* _What is being asked_
Report, copied in full, each line of the data below that contains the string "hood".

** Start of Records shown **

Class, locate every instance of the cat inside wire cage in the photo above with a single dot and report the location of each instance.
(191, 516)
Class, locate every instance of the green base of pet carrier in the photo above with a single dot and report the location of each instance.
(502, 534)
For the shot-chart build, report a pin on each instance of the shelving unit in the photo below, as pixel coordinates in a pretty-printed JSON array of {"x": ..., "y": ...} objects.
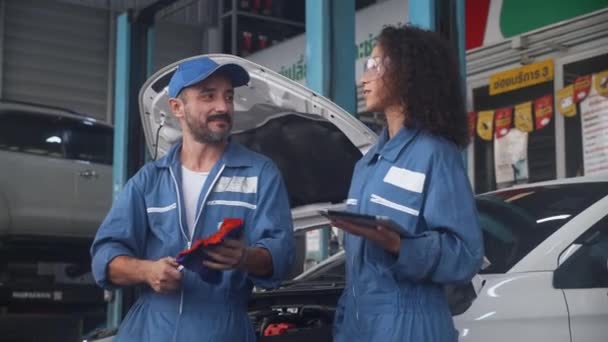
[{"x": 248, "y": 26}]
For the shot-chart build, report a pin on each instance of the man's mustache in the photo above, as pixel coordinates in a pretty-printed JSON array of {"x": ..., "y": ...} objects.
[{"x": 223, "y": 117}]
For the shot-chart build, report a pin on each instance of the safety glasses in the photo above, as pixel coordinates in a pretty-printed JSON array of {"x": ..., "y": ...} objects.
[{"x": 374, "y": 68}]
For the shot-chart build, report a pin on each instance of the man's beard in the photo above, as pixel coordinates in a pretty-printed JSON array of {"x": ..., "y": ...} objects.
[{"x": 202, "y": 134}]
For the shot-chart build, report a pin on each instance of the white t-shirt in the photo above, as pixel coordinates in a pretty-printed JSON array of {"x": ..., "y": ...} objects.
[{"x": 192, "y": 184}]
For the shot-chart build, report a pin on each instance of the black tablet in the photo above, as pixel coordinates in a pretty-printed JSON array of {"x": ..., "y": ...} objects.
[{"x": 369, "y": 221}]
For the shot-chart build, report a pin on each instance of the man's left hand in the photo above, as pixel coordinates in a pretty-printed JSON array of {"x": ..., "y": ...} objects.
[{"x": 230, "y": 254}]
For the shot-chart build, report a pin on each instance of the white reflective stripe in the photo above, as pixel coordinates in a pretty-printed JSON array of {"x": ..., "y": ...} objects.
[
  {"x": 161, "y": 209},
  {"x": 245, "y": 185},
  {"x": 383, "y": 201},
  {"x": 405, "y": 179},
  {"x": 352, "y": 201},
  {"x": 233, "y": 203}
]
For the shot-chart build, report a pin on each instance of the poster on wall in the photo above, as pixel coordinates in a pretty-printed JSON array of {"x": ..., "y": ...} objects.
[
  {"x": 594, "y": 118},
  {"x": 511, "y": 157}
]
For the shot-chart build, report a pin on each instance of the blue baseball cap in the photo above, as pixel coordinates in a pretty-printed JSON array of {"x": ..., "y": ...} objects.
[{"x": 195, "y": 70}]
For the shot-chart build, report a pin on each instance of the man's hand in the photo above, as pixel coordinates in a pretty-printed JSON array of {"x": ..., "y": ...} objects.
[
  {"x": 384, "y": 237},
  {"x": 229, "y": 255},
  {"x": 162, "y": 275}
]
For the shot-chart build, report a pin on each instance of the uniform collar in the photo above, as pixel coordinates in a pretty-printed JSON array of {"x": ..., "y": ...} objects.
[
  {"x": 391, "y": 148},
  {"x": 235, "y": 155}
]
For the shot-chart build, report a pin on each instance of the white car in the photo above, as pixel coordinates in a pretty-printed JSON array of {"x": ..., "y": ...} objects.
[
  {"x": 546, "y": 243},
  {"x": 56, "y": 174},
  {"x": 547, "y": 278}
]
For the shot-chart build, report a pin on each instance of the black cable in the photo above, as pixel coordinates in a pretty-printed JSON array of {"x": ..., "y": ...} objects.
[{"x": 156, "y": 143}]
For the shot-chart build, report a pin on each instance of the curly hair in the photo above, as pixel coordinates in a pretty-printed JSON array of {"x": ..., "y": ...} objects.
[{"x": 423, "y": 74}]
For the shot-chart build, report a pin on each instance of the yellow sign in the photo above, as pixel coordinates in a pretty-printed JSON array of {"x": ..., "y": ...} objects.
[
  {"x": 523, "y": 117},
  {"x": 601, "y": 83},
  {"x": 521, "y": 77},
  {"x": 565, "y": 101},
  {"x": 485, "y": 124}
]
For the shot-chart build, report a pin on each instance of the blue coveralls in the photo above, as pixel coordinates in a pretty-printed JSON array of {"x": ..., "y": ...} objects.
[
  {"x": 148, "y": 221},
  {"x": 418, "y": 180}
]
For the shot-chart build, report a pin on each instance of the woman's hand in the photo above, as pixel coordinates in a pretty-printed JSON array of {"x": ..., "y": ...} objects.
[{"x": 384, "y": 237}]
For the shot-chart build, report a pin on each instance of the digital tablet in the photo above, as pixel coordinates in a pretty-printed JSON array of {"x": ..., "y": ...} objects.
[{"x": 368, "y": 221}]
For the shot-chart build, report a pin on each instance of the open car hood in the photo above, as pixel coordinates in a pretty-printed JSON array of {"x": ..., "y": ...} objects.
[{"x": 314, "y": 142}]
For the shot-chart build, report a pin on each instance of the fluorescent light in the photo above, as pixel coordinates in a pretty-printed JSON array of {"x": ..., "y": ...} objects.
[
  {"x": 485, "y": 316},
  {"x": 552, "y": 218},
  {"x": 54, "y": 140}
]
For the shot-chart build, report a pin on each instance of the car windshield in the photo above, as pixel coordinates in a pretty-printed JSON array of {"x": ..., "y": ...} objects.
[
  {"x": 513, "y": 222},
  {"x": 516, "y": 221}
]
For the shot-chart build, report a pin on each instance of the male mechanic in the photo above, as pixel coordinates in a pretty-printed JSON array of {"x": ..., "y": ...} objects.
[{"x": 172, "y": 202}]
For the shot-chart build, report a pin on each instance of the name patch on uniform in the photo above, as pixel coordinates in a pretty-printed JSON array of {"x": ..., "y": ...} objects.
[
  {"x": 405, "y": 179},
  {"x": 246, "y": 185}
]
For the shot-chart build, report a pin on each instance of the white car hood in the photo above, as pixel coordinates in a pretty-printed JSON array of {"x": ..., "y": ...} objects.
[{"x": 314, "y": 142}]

** End of Records shown **
** Start of Records shown **

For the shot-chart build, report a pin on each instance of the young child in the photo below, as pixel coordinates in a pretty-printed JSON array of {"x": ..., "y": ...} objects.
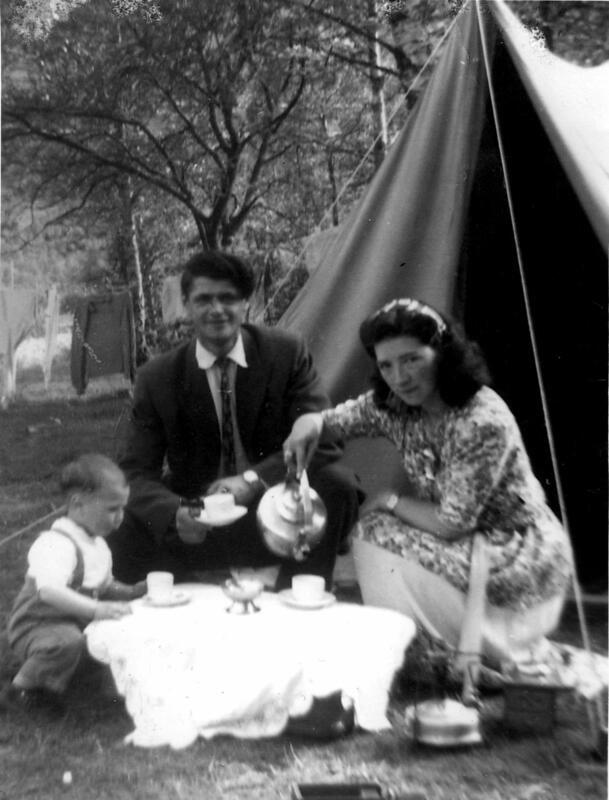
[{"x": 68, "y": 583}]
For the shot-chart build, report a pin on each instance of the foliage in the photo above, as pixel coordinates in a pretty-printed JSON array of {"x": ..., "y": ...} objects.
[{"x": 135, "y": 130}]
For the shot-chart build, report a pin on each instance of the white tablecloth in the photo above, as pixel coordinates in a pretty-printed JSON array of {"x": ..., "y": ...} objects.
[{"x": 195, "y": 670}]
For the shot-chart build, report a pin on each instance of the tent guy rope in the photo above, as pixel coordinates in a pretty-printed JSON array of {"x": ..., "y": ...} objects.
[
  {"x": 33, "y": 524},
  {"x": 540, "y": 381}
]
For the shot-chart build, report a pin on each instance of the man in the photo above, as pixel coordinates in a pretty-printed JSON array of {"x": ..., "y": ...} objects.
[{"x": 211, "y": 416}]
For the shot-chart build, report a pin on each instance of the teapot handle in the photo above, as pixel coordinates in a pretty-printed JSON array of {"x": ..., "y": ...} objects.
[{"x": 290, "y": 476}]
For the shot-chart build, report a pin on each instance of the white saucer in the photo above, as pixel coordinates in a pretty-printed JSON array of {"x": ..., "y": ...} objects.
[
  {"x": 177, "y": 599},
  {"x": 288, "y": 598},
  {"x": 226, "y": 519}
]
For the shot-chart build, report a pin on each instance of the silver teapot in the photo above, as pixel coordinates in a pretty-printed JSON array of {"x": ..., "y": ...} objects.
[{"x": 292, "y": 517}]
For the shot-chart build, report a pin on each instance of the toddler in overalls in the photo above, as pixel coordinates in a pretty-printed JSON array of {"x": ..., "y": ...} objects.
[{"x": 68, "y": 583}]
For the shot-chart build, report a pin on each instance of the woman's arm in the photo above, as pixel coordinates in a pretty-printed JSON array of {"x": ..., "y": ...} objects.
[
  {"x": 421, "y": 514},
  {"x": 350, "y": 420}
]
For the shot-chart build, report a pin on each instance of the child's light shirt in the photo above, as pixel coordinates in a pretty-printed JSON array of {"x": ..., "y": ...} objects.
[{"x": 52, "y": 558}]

** End of Records shown **

* _Reply to the exercise_
For the shot-chart build, report a pin on each instance of the open car hood in the photo above, as pixel coordinates in a pretty-printed JSON array of {"x": ..., "y": ...} objects.
For the shot-chart build, report a pin on each instance of the white car hood in the photo above, as pixel coordinates in a pretty-printed JSON array of {"x": ..., "y": ...} objects.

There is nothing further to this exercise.